Work item:
Look through the data below for the line with "Target: thin bare twig" and the line with "of the small", then output those two and all lines in between, exactly as written.
Content starts
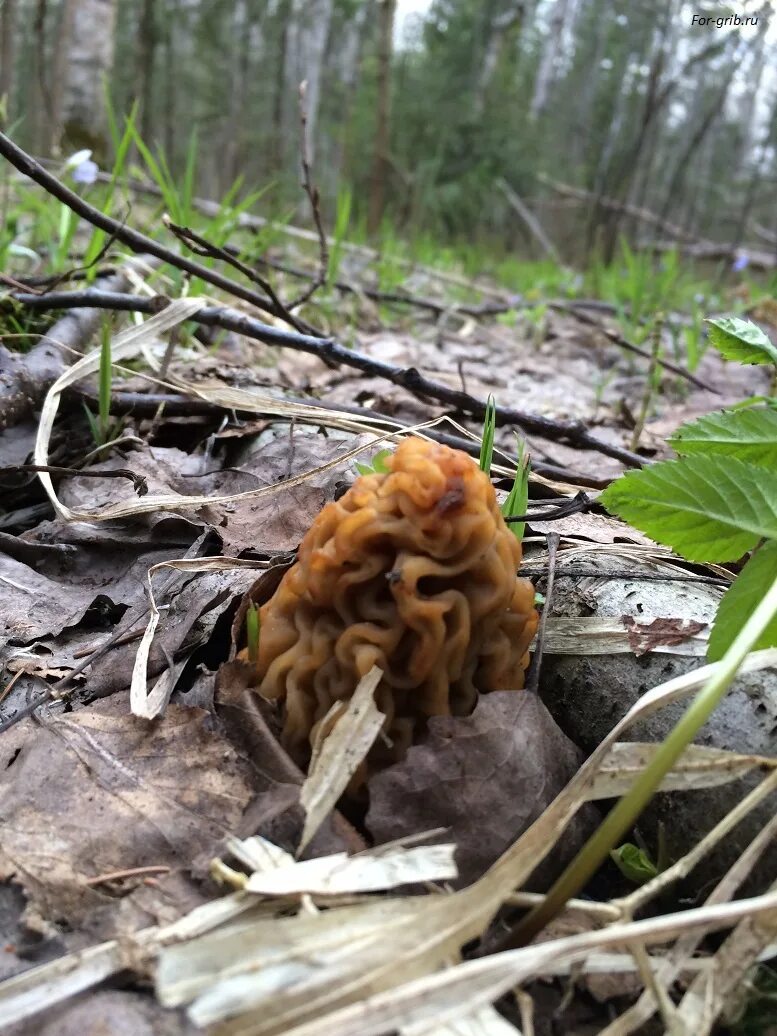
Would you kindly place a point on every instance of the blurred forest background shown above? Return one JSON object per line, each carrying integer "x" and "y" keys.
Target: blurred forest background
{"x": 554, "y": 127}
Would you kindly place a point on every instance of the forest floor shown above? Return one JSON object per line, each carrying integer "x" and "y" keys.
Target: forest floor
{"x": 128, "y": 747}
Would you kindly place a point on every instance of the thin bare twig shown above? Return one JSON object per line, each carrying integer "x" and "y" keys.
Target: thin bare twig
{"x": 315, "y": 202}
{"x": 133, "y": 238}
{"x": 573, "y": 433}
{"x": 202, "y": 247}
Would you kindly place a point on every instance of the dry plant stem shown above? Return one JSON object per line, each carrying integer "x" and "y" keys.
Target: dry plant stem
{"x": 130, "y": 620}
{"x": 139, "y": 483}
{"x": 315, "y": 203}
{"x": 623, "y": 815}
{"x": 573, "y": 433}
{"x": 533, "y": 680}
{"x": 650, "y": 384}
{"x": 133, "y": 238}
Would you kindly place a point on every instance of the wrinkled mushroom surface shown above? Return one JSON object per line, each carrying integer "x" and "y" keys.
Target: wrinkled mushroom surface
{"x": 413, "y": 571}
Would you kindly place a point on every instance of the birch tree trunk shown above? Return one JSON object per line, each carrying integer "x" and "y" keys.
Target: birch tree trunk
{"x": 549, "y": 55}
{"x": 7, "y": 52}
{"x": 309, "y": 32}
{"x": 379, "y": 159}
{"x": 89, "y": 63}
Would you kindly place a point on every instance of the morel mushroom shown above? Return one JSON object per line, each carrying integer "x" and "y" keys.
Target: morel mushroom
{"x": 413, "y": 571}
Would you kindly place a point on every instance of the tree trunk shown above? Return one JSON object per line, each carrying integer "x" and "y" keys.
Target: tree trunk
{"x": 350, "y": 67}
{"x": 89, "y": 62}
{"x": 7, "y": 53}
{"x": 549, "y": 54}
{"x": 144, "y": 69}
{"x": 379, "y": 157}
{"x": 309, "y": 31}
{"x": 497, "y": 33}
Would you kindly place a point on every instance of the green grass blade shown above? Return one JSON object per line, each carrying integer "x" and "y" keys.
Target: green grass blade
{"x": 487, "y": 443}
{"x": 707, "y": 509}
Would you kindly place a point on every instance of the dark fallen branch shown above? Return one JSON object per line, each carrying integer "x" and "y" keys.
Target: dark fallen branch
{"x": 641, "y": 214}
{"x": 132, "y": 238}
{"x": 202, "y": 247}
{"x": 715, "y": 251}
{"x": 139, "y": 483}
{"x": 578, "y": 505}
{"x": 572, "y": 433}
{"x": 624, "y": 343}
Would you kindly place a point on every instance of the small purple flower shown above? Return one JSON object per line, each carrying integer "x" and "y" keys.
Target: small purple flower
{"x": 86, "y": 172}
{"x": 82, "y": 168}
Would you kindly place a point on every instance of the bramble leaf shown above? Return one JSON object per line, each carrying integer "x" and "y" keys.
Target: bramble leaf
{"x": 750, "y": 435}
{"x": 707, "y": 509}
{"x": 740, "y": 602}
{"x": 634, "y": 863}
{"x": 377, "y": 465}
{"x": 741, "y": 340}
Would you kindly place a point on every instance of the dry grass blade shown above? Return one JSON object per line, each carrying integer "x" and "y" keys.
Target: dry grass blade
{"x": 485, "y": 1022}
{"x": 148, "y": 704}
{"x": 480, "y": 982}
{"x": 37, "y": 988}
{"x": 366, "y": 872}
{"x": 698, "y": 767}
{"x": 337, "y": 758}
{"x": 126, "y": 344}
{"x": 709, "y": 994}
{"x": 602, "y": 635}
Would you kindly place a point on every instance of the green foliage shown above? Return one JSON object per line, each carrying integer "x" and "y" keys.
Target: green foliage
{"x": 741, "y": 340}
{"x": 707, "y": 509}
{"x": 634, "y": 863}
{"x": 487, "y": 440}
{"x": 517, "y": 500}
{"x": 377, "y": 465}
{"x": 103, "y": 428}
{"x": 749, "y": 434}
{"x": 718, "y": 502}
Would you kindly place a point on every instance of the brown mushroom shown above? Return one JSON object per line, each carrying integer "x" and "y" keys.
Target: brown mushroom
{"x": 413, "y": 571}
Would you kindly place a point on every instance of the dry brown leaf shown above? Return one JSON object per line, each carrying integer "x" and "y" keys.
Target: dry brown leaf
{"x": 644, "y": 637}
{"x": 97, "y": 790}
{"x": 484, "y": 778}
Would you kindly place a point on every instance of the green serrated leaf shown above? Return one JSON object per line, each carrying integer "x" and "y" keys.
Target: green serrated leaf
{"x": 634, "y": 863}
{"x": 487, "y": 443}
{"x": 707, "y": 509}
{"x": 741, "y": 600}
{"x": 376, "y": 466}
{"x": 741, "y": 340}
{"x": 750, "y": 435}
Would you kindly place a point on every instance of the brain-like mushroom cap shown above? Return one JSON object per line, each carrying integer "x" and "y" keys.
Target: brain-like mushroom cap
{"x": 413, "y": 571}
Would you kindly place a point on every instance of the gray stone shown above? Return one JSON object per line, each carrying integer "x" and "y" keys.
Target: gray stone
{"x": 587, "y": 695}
Content ends
Response to this task:
Target: thin bare twig
{"x": 315, "y": 202}
{"x": 133, "y": 238}
{"x": 573, "y": 433}
{"x": 202, "y": 247}
Would you kindly place a point on every instance of the dry plant stem shown above? Return one JSON object per line, each carrying integer "x" and "y" keys.
Target: dry plant stem
{"x": 130, "y": 620}
{"x": 139, "y": 483}
{"x": 315, "y": 203}
{"x": 623, "y": 815}
{"x": 573, "y": 433}
{"x": 533, "y": 680}
{"x": 650, "y": 384}
{"x": 133, "y": 238}
Would you kindly place a point on every instance of the wrinkled mushroom surface shown above? Return one JSON object per line, each carrying integer "x" and "y" keys.
Target: wrinkled mushroom surface
{"x": 413, "y": 571}
Would you kindly place a point on every instance of the birch tree trunk shown above? Return one JSON object per line, each carrying integer "x" and "y" keys.
Target: birch tree trunk
{"x": 549, "y": 55}
{"x": 7, "y": 52}
{"x": 309, "y": 32}
{"x": 379, "y": 159}
{"x": 89, "y": 63}
Would you kindly place a point on every instance of the morel mushroom shown above? Return one JSON object per line, each carrying integer "x" and "y" keys.
Target: morel mushroom
{"x": 413, "y": 571}
Would you kindly place a point on every instance of the tree trunk shown above? Return one JSON object per line, each carrying integer "x" and "y" keys.
Target: tree trunk
{"x": 350, "y": 67}
{"x": 89, "y": 62}
{"x": 7, "y": 53}
{"x": 549, "y": 54}
{"x": 144, "y": 69}
{"x": 379, "y": 157}
{"x": 309, "y": 31}
{"x": 497, "y": 33}
Would you kindly place a point on every instance of the green grass blade shown above? Return one JSON object per line, each carrying integer "x" and "y" keys.
Target: green grass blade
{"x": 487, "y": 443}
{"x": 707, "y": 509}
Would you kindly place a point on every instance of the dark fallen branch shown above? Return one JSON object per line, each carrying integer "x" and "y" keys.
Target: dark fallen branch
{"x": 641, "y": 214}
{"x": 132, "y": 238}
{"x": 202, "y": 247}
{"x": 715, "y": 251}
{"x": 139, "y": 483}
{"x": 578, "y": 505}
{"x": 572, "y": 433}
{"x": 624, "y": 343}
Would you kindly place a point on every instance of the small purple flower shown above? Return one JSON object per line, each carrying integer "x" and "y" keys.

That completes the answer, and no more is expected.